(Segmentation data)
(begin)

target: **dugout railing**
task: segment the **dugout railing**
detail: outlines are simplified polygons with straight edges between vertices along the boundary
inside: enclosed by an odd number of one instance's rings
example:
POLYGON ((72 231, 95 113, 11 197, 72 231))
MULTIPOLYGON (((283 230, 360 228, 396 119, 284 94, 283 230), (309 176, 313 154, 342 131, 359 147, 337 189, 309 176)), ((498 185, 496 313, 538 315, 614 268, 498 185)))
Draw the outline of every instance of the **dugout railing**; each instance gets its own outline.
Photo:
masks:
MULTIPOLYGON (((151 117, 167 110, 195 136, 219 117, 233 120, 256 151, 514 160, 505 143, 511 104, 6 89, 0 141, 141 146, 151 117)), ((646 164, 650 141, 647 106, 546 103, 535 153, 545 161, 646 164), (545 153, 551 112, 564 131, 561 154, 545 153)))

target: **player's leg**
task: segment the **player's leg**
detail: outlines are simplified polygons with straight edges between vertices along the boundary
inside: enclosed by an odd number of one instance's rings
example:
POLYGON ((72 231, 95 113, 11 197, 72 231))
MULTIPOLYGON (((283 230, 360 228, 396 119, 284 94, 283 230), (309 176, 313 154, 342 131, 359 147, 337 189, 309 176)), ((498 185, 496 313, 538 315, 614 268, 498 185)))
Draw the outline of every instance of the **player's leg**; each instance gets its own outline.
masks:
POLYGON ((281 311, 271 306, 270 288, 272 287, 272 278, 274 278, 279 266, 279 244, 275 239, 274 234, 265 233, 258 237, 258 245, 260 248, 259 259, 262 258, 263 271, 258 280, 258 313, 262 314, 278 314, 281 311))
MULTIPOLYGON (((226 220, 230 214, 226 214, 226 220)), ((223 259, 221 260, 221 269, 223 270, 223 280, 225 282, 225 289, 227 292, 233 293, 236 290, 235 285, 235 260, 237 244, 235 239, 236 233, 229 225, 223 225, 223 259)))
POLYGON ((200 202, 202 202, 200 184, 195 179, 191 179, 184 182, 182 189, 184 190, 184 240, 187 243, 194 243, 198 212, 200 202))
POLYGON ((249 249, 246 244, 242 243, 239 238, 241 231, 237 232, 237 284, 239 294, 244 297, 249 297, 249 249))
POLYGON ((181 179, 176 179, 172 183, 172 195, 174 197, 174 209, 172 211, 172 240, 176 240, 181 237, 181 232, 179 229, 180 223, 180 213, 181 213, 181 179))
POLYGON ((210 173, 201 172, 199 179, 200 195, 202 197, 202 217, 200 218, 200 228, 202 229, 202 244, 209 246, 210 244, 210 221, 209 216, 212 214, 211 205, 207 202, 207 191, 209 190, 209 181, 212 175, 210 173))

(end)

## [GIVEN EXERCISE]
Extract the lines starting at the one containing "target: **player's leg**" and ending at the last line of the data, and reproduce them exactly.

## [SOLVED EXERCISE]
target: **player's leg**
task: segment the **player's leg**
detail: outlines are simplified polygons with straight edges between vertices along the boundary
inside: enclosed by an odd number of one instance's rings
example:
POLYGON ((72 231, 95 113, 11 197, 72 231))
MULTIPOLYGON (((283 230, 360 228, 396 119, 284 94, 283 230), (309 176, 313 154, 342 131, 359 147, 337 189, 309 176)), ((498 185, 496 313, 538 315, 614 268, 498 185)))
Draw the outline of every instance of the **player's leg**; each instance gets its own outline.
masks:
POLYGON ((281 311, 271 306, 270 288, 272 287, 272 278, 274 278, 279 266, 279 244, 275 239, 274 234, 265 233, 258 237, 258 245, 260 248, 259 259, 262 258, 263 271, 258 280, 258 313, 262 314, 278 314, 281 311))
MULTIPOLYGON (((226 220, 230 214, 226 214, 226 220)), ((223 259, 221 260, 221 269, 223 270, 223 280, 225 282, 225 289, 227 292, 233 293, 236 290, 235 285, 235 260, 237 244, 235 239, 236 233, 229 225, 223 225, 223 259)))
POLYGON ((200 202, 202 202, 200 184, 195 179, 191 179, 184 182, 182 189, 184 190, 184 240, 187 243, 194 243, 198 212, 200 202))
POLYGON ((249 249, 246 244, 242 243, 239 238, 241 231, 237 232, 237 284, 239 294, 244 297, 249 297, 249 249))
POLYGON ((181 179, 176 179, 172 183, 172 195, 174 197, 174 209, 172 211, 172 240, 176 240, 181 237, 181 232, 179 229, 180 223, 180 213, 181 213, 181 179))
POLYGON ((210 173, 201 172, 199 179, 200 195, 202 197, 202 217, 200 218, 200 228, 202 229, 202 244, 209 246, 210 244, 210 221, 209 216, 212 214, 211 205, 207 202, 207 191, 209 190, 209 181, 212 175, 210 173))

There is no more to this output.